## TASK DIRECTIONS
When you print the records, keep every line identical to the original.

## EXERCISE DATA
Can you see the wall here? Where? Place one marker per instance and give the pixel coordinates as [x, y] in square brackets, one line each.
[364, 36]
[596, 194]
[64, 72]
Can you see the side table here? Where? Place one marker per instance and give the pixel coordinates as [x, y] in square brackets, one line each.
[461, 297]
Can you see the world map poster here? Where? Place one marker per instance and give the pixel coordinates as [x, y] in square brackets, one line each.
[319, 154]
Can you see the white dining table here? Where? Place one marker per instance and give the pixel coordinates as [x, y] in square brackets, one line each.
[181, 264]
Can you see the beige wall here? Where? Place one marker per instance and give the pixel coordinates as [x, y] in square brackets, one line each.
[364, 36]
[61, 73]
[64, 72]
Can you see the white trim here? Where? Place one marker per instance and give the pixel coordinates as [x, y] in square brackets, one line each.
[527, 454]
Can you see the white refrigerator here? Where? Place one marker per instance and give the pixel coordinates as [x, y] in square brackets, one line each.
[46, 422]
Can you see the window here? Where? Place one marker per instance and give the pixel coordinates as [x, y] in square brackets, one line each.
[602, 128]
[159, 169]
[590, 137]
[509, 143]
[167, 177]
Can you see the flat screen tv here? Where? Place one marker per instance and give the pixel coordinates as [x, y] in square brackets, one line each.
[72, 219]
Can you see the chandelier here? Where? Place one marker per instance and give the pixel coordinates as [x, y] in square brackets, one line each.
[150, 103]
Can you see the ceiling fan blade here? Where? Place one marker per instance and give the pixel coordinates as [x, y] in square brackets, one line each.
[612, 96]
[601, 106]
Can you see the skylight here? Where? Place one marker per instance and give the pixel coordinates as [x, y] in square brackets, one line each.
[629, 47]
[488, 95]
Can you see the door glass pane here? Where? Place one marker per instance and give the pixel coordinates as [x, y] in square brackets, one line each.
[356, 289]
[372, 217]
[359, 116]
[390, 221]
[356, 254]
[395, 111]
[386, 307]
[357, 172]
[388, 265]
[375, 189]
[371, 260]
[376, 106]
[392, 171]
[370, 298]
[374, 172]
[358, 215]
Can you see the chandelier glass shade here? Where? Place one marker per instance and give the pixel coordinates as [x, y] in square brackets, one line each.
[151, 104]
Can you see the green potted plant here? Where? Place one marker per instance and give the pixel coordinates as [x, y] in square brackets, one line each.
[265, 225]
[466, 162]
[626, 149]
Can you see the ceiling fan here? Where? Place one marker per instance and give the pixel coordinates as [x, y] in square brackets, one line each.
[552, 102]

## RESULT OF THIS EXERCISE
Can you see the wall here? Where? Place one marker per instance and give the pixel coordinates as [x, y] in square brackets, one line each.
[364, 36]
[596, 194]
[64, 72]
Can you see the side table here? Where? Place one marker per instance and give the pixel coordinates as [x, y] in square brackets, one line each.
[461, 297]
Can you see the world map poster here? Where? Place one marker per instance and give the pixel coordinates as [x, y] in square brackets, one line each.
[319, 154]
Can you see the white dining table here? Where? Place one marker per instance and give the pixel coordinates as [x, y] in square brackets, one line each.
[181, 264]
Can you see the beige wall here? Where? Place one marker per instance and give the pixel coordinates as [x, y] in square brackets, one line each.
[364, 36]
[61, 73]
[64, 72]
Can you see the white trim here? Where? Place one marker per instance and give the pixel coordinates as [x, y] in square brackets, one line each.
[527, 454]
Can you see the white refrigerator here? Where? Place one marker per instance and give the pixel coordinates as [x, y] in square brackets, one line each.
[46, 422]
Can you see the window here? Where? Place one marker per instance and give the pixel coordinates as [x, y] in square brackets, one line each.
[602, 128]
[159, 169]
[590, 137]
[509, 143]
[167, 177]
Can you see the flat screen tv here? Where? Place one marker per instance and give the pixel coordinates as [x, y] in square brackets, one line each.
[72, 219]
Can you see the chandelier here? Where? Place one marker per instance and give the pixel coordinates as [x, y] in square brackets, one line each.
[150, 103]
Can you see the ceiling fan blade here? Where? Place one marker per instance and give the pixel coordinates as [x, y] in square brackets, one line each.
[612, 96]
[601, 106]
Can you see the skylight here? Where? Place one marker per instance and give the pixel coordinates as [x, y] in square brackets, one line each.
[629, 47]
[488, 95]
Can you see the door glass pane here? Where? Place one marker per instance and give the pixel coordinates as [x, y] in square brackets, one line each.
[356, 289]
[372, 217]
[359, 116]
[390, 221]
[356, 254]
[395, 111]
[386, 307]
[357, 172]
[388, 265]
[375, 189]
[371, 260]
[376, 106]
[392, 171]
[370, 298]
[374, 172]
[358, 215]
Can you see the chandelier glass shade here? Where? Place one marker per instance and give the pixel coordinates as [x, y] in square brackets, one line each.
[151, 104]
Can you see the green potted plant here? Where? Place one marker per instance and give the pixel coordinates as [x, y] in square brackets, one line each.
[265, 225]
[466, 162]
[626, 149]
Can you see the ceiling fan here? Where? Place one marker per instance and give the pixel coordinates as [x, y] in square brackets, one line each.
[552, 102]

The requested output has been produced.